• **Rows**:
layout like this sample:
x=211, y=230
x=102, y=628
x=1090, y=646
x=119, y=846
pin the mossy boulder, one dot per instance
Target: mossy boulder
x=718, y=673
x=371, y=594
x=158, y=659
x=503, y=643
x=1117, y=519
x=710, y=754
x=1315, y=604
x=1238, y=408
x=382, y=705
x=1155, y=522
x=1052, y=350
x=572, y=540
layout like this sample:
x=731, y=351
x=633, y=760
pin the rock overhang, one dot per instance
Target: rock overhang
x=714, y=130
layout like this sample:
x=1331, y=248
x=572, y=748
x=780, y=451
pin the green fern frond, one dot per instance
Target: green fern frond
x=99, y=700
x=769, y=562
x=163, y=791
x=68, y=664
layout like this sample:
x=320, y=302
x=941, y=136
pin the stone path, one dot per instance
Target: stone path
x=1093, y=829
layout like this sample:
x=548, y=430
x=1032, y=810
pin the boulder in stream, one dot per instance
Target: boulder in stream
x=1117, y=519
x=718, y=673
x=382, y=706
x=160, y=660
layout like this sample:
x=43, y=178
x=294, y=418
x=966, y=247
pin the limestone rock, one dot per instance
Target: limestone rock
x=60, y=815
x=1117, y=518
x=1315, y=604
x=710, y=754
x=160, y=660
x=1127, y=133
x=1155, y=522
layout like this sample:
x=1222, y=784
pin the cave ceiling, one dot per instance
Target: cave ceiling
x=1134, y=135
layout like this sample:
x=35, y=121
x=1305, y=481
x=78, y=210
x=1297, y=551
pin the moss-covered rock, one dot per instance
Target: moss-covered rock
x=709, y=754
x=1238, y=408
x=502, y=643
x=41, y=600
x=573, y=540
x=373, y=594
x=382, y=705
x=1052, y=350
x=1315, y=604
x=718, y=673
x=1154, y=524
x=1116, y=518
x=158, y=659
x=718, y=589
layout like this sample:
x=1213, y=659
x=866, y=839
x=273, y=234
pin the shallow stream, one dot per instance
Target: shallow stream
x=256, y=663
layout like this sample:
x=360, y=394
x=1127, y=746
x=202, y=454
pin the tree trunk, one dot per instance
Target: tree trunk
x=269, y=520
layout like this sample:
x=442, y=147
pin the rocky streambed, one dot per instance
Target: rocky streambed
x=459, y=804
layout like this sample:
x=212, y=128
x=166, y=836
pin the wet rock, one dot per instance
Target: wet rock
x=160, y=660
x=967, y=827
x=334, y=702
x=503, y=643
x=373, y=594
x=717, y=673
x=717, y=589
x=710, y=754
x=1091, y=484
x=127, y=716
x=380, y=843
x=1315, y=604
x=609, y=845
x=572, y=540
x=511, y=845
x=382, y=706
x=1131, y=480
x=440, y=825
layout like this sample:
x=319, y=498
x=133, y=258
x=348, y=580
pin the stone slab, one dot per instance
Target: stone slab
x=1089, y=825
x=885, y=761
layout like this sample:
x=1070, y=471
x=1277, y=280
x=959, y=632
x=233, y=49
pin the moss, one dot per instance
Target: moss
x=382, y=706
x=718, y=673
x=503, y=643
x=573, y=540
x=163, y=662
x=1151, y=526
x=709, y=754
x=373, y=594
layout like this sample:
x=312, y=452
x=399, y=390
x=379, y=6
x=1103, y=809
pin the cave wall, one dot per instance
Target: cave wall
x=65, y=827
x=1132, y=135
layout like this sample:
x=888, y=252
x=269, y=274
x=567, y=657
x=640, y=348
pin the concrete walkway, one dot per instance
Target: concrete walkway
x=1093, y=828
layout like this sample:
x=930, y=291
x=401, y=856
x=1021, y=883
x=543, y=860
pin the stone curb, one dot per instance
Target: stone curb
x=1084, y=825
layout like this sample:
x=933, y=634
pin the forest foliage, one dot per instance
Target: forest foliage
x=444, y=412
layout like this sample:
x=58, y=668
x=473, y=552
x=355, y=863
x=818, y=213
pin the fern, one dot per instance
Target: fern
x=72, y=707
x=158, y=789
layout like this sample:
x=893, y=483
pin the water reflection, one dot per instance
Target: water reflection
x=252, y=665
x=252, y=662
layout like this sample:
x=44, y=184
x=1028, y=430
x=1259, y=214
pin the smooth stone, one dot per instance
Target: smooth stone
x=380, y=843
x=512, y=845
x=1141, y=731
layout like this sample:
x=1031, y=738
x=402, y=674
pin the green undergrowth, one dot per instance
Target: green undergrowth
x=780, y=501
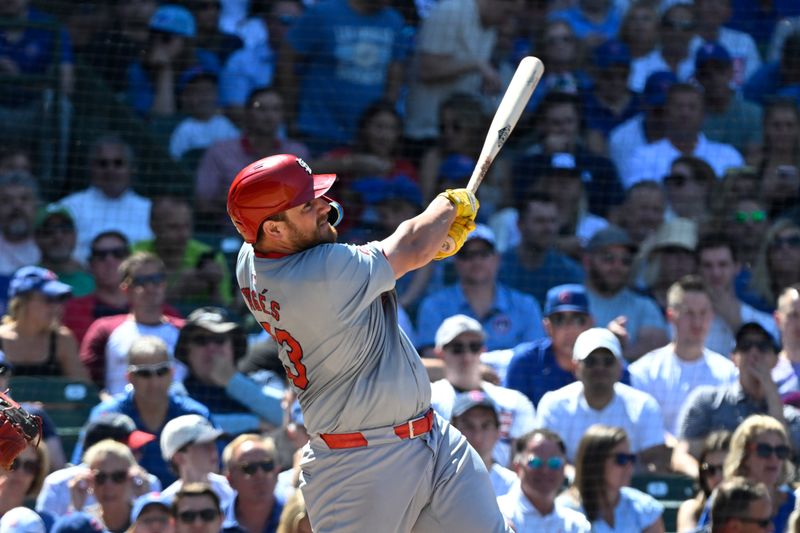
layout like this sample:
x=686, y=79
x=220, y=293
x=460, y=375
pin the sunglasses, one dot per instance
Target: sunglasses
x=116, y=253
x=764, y=450
x=606, y=361
x=743, y=217
x=711, y=470
x=568, y=319
x=460, y=348
x=29, y=467
x=154, y=279
x=249, y=469
x=148, y=371
x=624, y=459
x=118, y=477
x=553, y=463
x=213, y=338
x=206, y=515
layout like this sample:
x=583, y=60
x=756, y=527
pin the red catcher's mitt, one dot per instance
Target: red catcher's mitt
x=17, y=429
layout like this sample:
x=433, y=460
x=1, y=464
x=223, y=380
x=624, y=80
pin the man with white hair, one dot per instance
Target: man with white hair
x=460, y=341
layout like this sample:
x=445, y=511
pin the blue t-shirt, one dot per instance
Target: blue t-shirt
x=346, y=61
x=515, y=317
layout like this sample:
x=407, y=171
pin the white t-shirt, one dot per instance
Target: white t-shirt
x=516, y=508
x=566, y=412
x=669, y=379
x=516, y=413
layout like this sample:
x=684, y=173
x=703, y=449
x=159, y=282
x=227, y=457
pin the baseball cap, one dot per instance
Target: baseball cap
x=146, y=500
x=593, y=339
x=78, y=523
x=610, y=236
x=611, y=53
x=185, y=430
x=758, y=329
x=454, y=326
x=22, y=520
x=656, y=87
x=467, y=400
x=711, y=51
x=171, y=18
x=34, y=278
x=568, y=297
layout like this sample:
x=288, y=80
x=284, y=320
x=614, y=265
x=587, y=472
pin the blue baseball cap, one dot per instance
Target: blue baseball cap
x=569, y=297
x=656, y=87
x=33, y=278
x=712, y=51
x=611, y=53
x=170, y=18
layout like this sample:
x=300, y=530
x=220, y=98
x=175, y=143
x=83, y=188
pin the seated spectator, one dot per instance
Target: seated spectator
x=19, y=199
x=31, y=335
x=671, y=372
x=250, y=466
x=196, y=273
x=197, y=500
x=684, y=113
x=709, y=476
x=607, y=262
x=598, y=398
x=151, y=514
x=786, y=373
x=729, y=118
x=24, y=479
x=476, y=416
x=718, y=266
x=169, y=54
x=603, y=468
x=56, y=238
x=149, y=401
x=459, y=342
x=508, y=317
x=111, y=479
x=547, y=364
x=708, y=408
x=261, y=137
x=530, y=504
x=109, y=203
x=203, y=124
x=535, y=265
x=210, y=346
x=188, y=444
x=104, y=349
x=760, y=451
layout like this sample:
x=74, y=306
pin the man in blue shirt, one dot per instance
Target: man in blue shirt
x=149, y=402
x=508, y=316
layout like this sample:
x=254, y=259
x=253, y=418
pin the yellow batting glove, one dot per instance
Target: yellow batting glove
x=465, y=202
x=456, y=237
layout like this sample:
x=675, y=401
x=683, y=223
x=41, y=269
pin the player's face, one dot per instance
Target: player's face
x=253, y=472
x=307, y=225
x=542, y=468
x=692, y=317
x=481, y=428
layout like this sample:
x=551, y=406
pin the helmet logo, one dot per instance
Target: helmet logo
x=304, y=165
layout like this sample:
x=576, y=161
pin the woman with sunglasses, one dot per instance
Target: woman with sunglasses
x=32, y=336
x=603, y=469
x=110, y=478
x=709, y=475
x=24, y=480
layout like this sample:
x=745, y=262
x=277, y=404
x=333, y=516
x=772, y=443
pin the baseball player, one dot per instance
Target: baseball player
x=378, y=458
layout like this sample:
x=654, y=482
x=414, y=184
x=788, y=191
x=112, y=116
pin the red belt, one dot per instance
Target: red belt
x=409, y=430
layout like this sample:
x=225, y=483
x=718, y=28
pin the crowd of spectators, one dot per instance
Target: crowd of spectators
x=628, y=303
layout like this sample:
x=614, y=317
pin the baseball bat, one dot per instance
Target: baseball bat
x=516, y=97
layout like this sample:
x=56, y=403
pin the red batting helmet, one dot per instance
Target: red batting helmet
x=270, y=186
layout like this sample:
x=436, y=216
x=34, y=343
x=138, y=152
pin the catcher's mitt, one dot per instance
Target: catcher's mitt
x=17, y=429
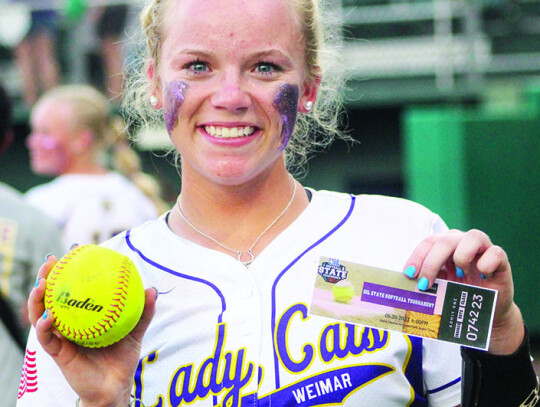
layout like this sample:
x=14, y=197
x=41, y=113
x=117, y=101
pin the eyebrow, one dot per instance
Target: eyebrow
x=210, y=54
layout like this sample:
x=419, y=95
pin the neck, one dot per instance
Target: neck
x=237, y=216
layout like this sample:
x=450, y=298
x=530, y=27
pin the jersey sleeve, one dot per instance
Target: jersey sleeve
x=42, y=382
x=442, y=373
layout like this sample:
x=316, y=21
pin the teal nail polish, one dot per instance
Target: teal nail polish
x=409, y=271
x=423, y=283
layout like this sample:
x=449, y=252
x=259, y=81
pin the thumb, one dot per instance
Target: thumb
x=149, y=310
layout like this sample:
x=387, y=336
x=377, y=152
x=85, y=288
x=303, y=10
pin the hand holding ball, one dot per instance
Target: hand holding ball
x=343, y=291
x=95, y=295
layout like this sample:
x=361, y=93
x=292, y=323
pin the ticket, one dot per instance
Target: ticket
x=386, y=299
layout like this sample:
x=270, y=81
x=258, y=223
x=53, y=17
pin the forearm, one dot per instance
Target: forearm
x=507, y=380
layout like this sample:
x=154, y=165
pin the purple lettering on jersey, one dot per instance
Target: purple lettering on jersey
x=328, y=388
x=331, y=344
x=286, y=103
x=231, y=378
x=174, y=97
x=398, y=298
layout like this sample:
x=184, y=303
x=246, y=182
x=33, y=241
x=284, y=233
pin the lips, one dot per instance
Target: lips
x=230, y=132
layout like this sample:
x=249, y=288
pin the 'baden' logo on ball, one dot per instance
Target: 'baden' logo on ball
x=64, y=299
x=332, y=272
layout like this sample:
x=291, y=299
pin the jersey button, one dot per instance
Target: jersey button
x=245, y=291
x=245, y=327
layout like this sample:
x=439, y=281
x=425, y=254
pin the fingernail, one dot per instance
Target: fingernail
x=409, y=271
x=423, y=283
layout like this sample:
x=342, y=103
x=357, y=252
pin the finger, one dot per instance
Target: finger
x=150, y=299
x=472, y=245
x=415, y=261
x=45, y=333
x=35, y=299
x=438, y=259
x=493, y=260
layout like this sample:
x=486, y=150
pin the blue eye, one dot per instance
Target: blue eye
x=267, y=68
x=196, y=67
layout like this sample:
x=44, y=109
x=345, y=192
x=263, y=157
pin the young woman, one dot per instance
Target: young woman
x=73, y=131
x=235, y=260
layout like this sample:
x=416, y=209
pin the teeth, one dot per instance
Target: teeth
x=229, y=132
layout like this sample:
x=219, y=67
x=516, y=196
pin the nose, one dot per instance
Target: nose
x=31, y=140
x=231, y=93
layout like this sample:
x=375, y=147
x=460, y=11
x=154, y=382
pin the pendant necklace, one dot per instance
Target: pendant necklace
x=239, y=253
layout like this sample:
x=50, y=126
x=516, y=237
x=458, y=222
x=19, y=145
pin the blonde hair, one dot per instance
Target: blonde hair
x=92, y=111
x=313, y=131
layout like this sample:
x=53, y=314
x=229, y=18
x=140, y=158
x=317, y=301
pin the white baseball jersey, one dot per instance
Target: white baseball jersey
x=228, y=335
x=92, y=208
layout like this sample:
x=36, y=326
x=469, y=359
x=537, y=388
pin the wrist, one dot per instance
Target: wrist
x=507, y=334
x=117, y=403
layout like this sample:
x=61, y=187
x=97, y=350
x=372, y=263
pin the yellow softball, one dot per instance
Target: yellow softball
x=95, y=295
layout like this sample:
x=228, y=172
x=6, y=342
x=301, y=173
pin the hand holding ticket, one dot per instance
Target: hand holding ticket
x=385, y=299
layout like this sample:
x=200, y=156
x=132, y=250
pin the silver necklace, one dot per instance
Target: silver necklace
x=249, y=251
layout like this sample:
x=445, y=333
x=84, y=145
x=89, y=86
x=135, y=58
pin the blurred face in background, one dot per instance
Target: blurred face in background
x=53, y=143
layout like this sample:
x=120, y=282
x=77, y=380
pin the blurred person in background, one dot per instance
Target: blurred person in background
x=26, y=236
x=110, y=26
x=72, y=130
x=36, y=54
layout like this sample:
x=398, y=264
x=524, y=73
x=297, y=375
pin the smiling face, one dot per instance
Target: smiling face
x=231, y=78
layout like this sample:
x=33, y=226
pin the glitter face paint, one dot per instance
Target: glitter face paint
x=286, y=103
x=174, y=97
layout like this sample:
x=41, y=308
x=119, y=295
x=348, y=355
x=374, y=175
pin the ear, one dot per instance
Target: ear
x=154, y=89
x=83, y=141
x=309, y=94
x=6, y=141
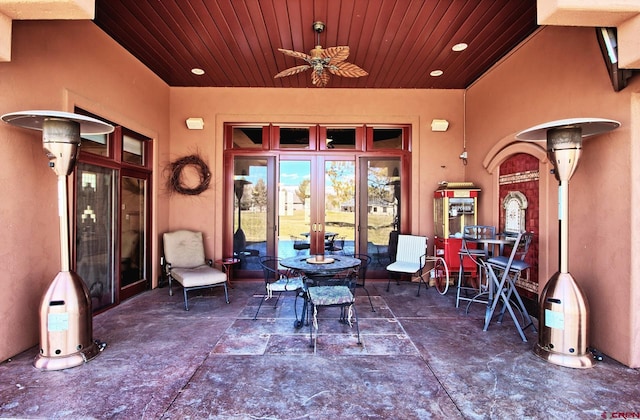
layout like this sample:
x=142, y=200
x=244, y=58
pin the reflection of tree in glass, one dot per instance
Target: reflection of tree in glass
x=340, y=176
x=303, y=190
x=259, y=194
x=379, y=189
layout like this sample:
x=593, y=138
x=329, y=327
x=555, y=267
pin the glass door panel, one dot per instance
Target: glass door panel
x=95, y=227
x=380, y=208
x=339, y=200
x=252, y=222
x=133, y=236
x=294, y=208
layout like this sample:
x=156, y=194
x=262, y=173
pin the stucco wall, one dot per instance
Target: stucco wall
x=559, y=73
x=57, y=65
x=434, y=154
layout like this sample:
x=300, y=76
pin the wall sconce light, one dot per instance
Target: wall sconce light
x=439, y=125
x=195, y=123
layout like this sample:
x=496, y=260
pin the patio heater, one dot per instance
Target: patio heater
x=564, y=309
x=66, y=327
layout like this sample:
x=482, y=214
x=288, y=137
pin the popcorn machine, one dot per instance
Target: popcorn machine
x=454, y=207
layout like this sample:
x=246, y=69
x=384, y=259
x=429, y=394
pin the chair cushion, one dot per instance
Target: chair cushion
x=502, y=262
x=411, y=248
x=184, y=248
x=198, y=276
x=330, y=295
x=286, y=284
x=404, y=267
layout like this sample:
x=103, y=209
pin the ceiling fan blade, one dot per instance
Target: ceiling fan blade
x=320, y=79
x=336, y=54
x=296, y=54
x=293, y=70
x=346, y=69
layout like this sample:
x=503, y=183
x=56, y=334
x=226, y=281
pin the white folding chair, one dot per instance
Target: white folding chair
x=411, y=257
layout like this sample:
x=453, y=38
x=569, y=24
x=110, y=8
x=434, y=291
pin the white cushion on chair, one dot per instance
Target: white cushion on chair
x=198, y=276
x=404, y=267
x=408, y=256
x=184, y=248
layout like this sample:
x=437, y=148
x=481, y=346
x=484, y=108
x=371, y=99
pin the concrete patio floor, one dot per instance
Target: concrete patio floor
x=420, y=358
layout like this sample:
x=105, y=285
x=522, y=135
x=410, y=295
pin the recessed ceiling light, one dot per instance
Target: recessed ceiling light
x=459, y=47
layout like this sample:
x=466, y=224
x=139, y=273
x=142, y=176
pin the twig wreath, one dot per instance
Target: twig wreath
x=176, y=182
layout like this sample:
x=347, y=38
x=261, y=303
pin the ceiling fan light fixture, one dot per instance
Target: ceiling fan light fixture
x=322, y=62
x=459, y=47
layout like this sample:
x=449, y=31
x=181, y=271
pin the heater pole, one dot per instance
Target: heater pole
x=63, y=213
x=563, y=211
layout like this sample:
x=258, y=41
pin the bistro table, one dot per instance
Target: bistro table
x=227, y=266
x=316, y=270
x=492, y=247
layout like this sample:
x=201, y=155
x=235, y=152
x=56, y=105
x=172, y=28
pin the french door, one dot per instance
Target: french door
x=316, y=212
x=288, y=204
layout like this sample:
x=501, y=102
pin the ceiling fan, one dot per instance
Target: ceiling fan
x=322, y=62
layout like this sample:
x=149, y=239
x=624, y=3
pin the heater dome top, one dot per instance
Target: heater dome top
x=35, y=118
x=590, y=127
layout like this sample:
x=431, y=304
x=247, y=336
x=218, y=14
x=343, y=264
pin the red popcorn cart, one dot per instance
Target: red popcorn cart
x=454, y=207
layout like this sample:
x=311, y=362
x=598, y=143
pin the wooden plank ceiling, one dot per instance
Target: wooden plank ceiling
x=398, y=42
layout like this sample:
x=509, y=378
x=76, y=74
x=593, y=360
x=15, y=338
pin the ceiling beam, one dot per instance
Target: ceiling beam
x=623, y=14
x=38, y=10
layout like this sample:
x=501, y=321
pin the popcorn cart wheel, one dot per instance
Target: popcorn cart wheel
x=439, y=272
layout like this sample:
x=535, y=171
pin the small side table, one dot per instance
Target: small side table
x=227, y=266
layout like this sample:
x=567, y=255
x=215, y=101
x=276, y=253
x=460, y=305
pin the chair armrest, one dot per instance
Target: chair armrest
x=166, y=265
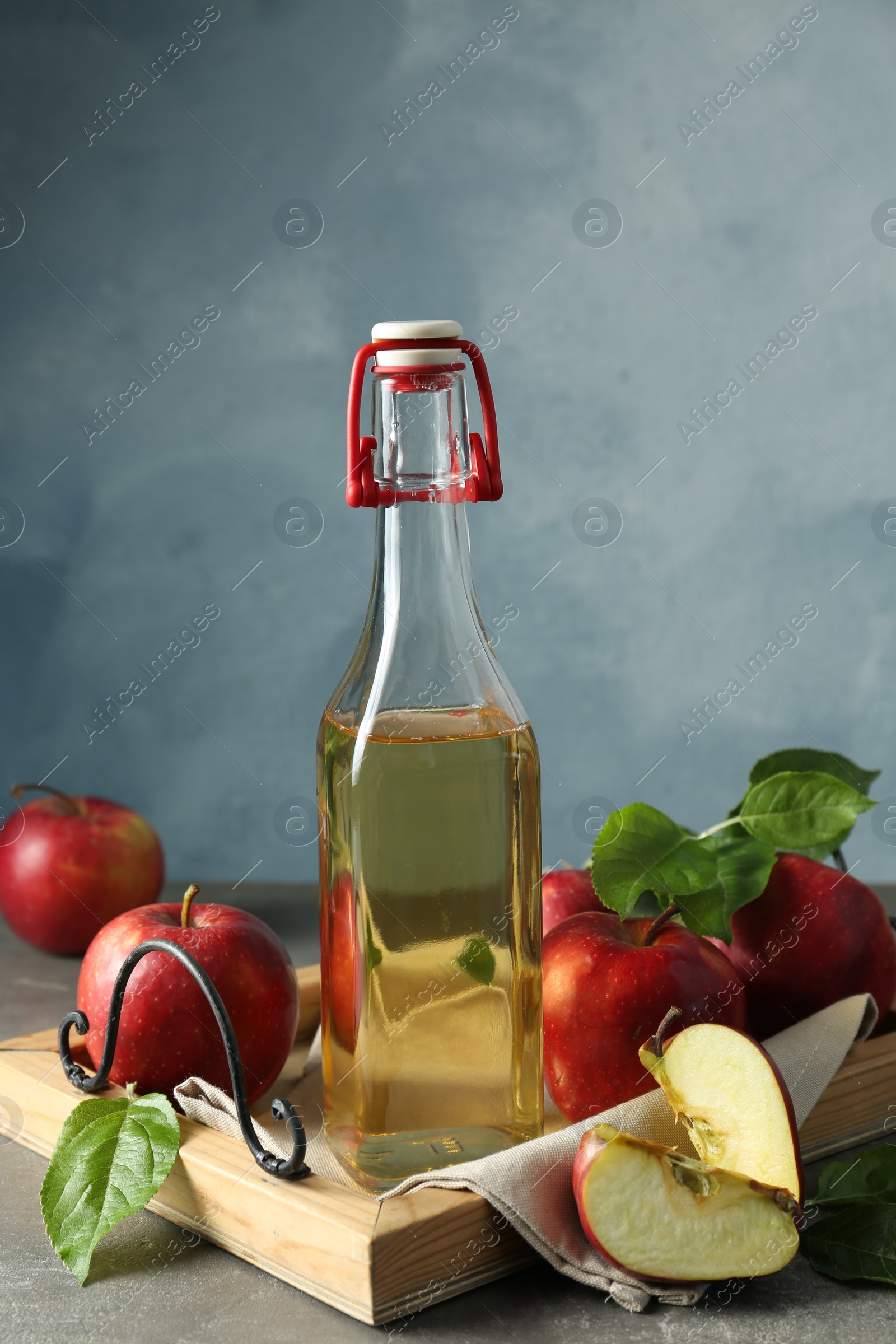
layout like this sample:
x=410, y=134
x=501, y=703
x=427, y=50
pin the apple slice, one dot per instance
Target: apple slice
x=730, y=1094
x=665, y=1217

• **The exercise**:
Write out the listing verbatim, starting at its first line and ending at the line containing "x=440, y=825", with both of those lines included.

• **Response below**:
layout like this sample:
x=211, y=230
x=102, y=628
x=1090, y=646
x=119, y=846
pin the mossy boulder, one dot per instance
Target: mossy boulder
x=718, y=673
x=371, y=594
x=158, y=659
x=503, y=643
x=1117, y=519
x=710, y=754
x=1315, y=604
x=1238, y=408
x=382, y=705
x=1155, y=522
x=1052, y=350
x=572, y=540
layout like this sample:
x=731, y=351
x=633, y=760
pin the rock overhang, one dot per instance
Target: rock overhang
x=714, y=130
layout like this sample:
x=1331, y=248
x=572, y=748
x=780, y=451
pin the green fern frond, one dot per instance
Target: green fern frond
x=99, y=700
x=769, y=562
x=163, y=791
x=68, y=664
layout like this sample:
x=320, y=302
x=941, y=136
pin the stone path, one dot per instance
Target: stone path
x=1093, y=829
layout like this sample:
x=548, y=430
x=1032, y=810
pin the boulder in stream, one dot per instance
Target: boulder in stream
x=1117, y=519
x=718, y=673
x=382, y=706
x=160, y=660
layout like this sample:
x=43, y=178
x=294, y=418
x=966, y=247
pin the limestone rock, one dot per instance
Target: limestone rock
x=60, y=815
x=1117, y=518
x=1315, y=604
x=710, y=754
x=160, y=660
x=1127, y=133
x=1155, y=522
layout like this sample:
x=1222, y=784
pin the cave ceiling, one dot per instance
Target: cave ceiling
x=1134, y=135
layout like this sample:
x=35, y=121
x=1305, y=481
x=78, y=210
x=1297, y=551
pin the moss-covered rock, one dot per instance
Target: moss-covered rock
x=709, y=754
x=1238, y=408
x=502, y=643
x=41, y=600
x=573, y=540
x=373, y=594
x=382, y=705
x=1052, y=350
x=1315, y=604
x=718, y=673
x=1154, y=524
x=1116, y=518
x=158, y=659
x=718, y=589
layout like this sample:
x=1213, y=659
x=866, y=839
x=273, y=234
pin the shallow stream, one dot per instance
Target: shallow stream
x=256, y=663
layout like this sample:
x=360, y=394
x=1127, y=746
x=202, y=454
pin the tree trunk, one dot per instance
Target: tree trunk
x=269, y=520
layout like this sample:
x=442, y=147
pin the rocky streambed, one dot per instance
Target: rocky streambed
x=459, y=804
layout like this sample:
x=212, y=128
x=166, y=836
pin the wet rock, one dot per instance
Target: wet rock
x=160, y=660
x=967, y=827
x=334, y=702
x=503, y=643
x=373, y=594
x=717, y=673
x=717, y=589
x=710, y=754
x=1091, y=484
x=127, y=716
x=380, y=843
x=1315, y=604
x=609, y=845
x=572, y=540
x=511, y=845
x=382, y=706
x=1131, y=480
x=440, y=825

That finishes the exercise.